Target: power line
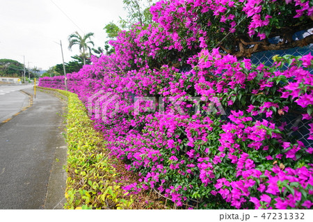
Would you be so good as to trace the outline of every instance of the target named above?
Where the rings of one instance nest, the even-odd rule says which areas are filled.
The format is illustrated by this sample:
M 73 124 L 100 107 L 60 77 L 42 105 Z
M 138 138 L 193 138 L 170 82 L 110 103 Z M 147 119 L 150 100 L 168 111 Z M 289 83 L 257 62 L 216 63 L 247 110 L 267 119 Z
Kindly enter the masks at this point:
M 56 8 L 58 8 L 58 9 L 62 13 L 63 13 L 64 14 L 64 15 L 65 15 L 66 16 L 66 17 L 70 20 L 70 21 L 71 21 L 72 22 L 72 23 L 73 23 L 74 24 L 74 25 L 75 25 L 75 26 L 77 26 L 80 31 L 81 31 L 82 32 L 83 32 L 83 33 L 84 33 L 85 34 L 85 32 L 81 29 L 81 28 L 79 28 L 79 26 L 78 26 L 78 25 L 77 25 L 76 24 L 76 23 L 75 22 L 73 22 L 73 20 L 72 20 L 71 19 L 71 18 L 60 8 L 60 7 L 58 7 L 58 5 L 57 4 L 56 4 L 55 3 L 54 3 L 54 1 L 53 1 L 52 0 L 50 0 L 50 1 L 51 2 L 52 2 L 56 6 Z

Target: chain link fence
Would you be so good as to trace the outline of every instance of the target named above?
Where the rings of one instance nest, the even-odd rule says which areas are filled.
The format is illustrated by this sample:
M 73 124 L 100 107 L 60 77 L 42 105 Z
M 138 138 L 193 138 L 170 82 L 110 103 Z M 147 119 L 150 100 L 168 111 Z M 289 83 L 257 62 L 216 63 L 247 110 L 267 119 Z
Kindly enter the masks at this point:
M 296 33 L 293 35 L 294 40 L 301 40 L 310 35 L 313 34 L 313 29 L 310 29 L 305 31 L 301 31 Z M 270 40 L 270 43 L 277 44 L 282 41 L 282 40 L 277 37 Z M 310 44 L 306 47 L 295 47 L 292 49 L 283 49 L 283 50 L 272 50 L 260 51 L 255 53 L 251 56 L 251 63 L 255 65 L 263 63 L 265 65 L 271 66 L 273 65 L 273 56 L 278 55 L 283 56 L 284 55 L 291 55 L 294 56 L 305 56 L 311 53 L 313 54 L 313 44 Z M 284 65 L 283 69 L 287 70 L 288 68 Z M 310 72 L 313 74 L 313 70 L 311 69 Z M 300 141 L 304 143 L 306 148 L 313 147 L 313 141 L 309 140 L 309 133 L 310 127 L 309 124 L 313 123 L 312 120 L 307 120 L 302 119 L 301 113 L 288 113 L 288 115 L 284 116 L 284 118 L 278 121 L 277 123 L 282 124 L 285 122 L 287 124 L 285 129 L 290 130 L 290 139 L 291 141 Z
----
** YOUR TASK **
Copy both entries above word for word, leaving out the picture.

** TASK SOLUTION **
Target: power line
Would you be so good as to trace the outline of every instance of the target named above?
Where the rings of one instance nest, the even-odd rule says which areas are filled.
The format is illustrated by this sample:
M 73 124 L 100 107 L 60 77 L 42 105 Z
M 138 138 L 193 138 L 170 82 L 110 103 Z M 147 119 L 150 100 L 168 111 Z M 289 83 L 257 62 L 216 63 L 247 110 L 267 119 Z
Kindly enter the masks at this point:
M 56 8 L 58 8 L 58 9 L 62 13 L 63 13 L 64 14 L 64 15 L 65 15 L 66 16 L 66 17 L 70 20 L 70 21 L 71 21 L 72 22 L 72 23 L 73 23 L 74 24 L 74 25 L 75 25 L 75 26 L 77 26 L 80 31 L 81 31 L 82 32 L 83 32 L 83 33 L 84 33 L 85 34 L 85 32 L 81 29 L 81 28 L 79 28 L 79 26 L 78 26 L 78 25 L 77 25 L 76 24 L 76 23 L 75 22 L 73 22 L 73 20 L 72 20 L 71 19 L 71 18 L 60 8 L 60 7 L 58 7 L 58 5 L 57 4 L 56 4 L 55 3 L 54 3 L 54 1 L 53 1 L 52 0 L 50 0 L 50 1 L 51 2 L 52 2 L 56 6 Z

Target: chain link fence
Would you be so good as to trace the outline of every instance of the target named above?
Where the rings of one instance nest, the even-odd rule says which areas are filled.
The format is illustrated by this sample:
M 73 124 L 100 107 L 60 77 L 42 105 Z
M 138 138 L 193 138 L 170 82 L 110 103 Z M 147 119 L 150 100 L 168 111 Z M 289 83 L 257 62 L 216 63 L 247 110 L 267 119 Z
Kindly enter the masks at this point:
M 296 33 L 293 35 L 294 40 L 301 40 L 310 35 L 313 34 L 313 29 L 310 29 L 305 31 L 301 31 Z M 270 40 L 270 43 L 277 44 L 282 41 L 282 40 L 277 37 Z M 310 44 L 306 47 L 295 47 L 292 49 L 283 49 L 283 50 L 272 50 L 260 51 L 255 53 L 251 56 L 251 63 L 255 65 L 263 63 L 265 65 L 271 66 L 273 65 L 273 56 L 278 55 L 283 56 L 284 55 L 291 55 L 294 56 L 305 56 L 311 53 L 313 54 L 313 44 Z M 284 65 L 283 69 L 287 70 L 288 68 Z M 310 72 L 313 74 L 313 70 L 311 69 Z M 300 141 L 304 143 L 306 148 L 313 147 L 313 141 L 309 140 L 309 133 L 310 127 L 309 124 L 313 123 L 312 120 L 307 120 L 302 119 L 301 113 L 288 113 L 288 115 L 284 116 L 284 118 L 278 121 L 277 123 L 282 124 L 285 122 L 287 124 L 285 129 L 290 130 L 290 139 L 291 141 Z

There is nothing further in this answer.